Written problem: Exactly reproduce the lines that follow.

Given records:
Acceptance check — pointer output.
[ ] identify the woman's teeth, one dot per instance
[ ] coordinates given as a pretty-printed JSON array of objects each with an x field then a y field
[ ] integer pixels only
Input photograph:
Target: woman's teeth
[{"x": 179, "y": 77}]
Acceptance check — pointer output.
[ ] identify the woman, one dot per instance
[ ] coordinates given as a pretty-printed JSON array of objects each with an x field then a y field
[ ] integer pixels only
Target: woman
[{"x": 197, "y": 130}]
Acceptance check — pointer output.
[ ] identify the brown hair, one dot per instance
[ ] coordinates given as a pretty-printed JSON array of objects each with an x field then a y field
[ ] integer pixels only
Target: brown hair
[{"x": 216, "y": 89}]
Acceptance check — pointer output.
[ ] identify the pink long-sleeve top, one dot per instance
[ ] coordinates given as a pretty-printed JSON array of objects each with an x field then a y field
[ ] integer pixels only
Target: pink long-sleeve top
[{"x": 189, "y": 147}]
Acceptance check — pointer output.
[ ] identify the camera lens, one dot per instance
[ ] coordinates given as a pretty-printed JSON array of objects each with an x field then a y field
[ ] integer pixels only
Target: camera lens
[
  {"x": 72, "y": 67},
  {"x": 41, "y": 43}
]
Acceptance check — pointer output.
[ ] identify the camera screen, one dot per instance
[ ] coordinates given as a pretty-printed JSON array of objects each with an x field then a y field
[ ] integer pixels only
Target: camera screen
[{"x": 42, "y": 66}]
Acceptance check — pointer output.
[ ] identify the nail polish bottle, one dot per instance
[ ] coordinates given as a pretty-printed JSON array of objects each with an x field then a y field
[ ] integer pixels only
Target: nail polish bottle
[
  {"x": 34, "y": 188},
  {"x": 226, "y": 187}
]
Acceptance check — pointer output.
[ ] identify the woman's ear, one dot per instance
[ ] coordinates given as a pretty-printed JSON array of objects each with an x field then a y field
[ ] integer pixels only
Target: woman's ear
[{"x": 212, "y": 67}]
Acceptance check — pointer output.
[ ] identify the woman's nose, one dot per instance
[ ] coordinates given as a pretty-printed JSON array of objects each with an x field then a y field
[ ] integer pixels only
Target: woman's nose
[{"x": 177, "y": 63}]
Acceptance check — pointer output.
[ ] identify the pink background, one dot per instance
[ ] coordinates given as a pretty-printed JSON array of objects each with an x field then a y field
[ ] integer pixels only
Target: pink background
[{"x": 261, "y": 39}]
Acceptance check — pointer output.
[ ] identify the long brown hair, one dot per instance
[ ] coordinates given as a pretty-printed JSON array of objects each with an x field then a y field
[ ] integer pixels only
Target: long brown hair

The result:
Acceptance check — pointer output.
[ ] identify the woman's teeth, one dot per instance
[ ] coordinates given as a pretty-printed JSON array of objects each with an x field then a y field
[ ] integer pixels only
Input photograph:
Target: woman's teeth
[{"x": 179, "y": 77}]
Acceptance check — pointer output.
[ ] identify the woman, one dot per instance
[ ] coordinates given as a pretty-printed JSON array of objects each with an x field then a y field
[ ] integer pixels only
Target: woman
[{"x": 197, "y": 130}]
Acceptance check — pointer output.
[ ] identify the brown hair, one dot per instance
[ ] coordinates given as a pretty-printed JSON array of objects each with an x field then a y field
[ ] integer pixels only
Target: brown hair
[{"x": 216, "y": 89}]
Acceptance check — pointer output.
[ ] identify the pink long-sleeve top, one dot per instance
[ ] coordinates given as a pretty-printed JSON array of objects each with an x field then a y field
[ ] integer pixels only
Target: pink long-sleeve top
[{"x": 189, "y": 147}]
Acceptance check — pointer output.
[ ] identify the camera lens, one dot per instance
[ ] coordinates given as a pretty-printed JSON array of objects each with an x field then a y field
[ ] integer pixels only
Target: camera lens
[
  {"x": 72, "y": 67},
  {"x": 41, "y": 43}
]
Acceptance check — pointer output.
[ ] identify the camera screen, one dot per instance
[ ] coordinates given as a pretty-printed JSON array of objects each with an x field then a y field
[ ] integer pixels only
Target: camera screen
[{"x": 42, "y": 66}]
Acceptance check — pointer output.
[ ] identify the nail polish bottle, one dot per instance
[ ] coordinates given as a pretty-printed JSON array of objects each with an x field then a y field
[ ] integer pixels only
Target: nail polish bottle
[
  {"x": 34, "y": 188},
  {"x": 226, "y": 187}
]
Acceptance check — pointer output.
[ ] identify the woman's ear, one dot per instance
[ ] coordinates given as a pretty-printed JSON array of objects each with an x field then a y field
[ ] integer pixels only
Target: woman's ear
[{"x": 212, "y": 67}]
Acceptance check — pointer output.
[ ] identify the woman's nose, one dot per instance
[ ] coordinates given as a pretty-printed JSON array of objects each with an x field then a y field
[ ] integer pixels only
Target: woman's nose
[{"x": 177, "y": 63}]
Acceptance check — pointer output.
[ ] identify the pink background, one dot per instance
[ ] coordinates given as a pretty-printed JSON array of objects each with an x field then a y field
[ ] integer pixels only
Target: pink background
[{"x": 261, "y": 39}]
Acceptance check — pointer output.
[ ] identify the long brown hair, one dot per instance
[ ] coordinates given as a pretty-printed JSON array of objects each with an x field then a y field
[ ] integer pixels only
Target: long brown hair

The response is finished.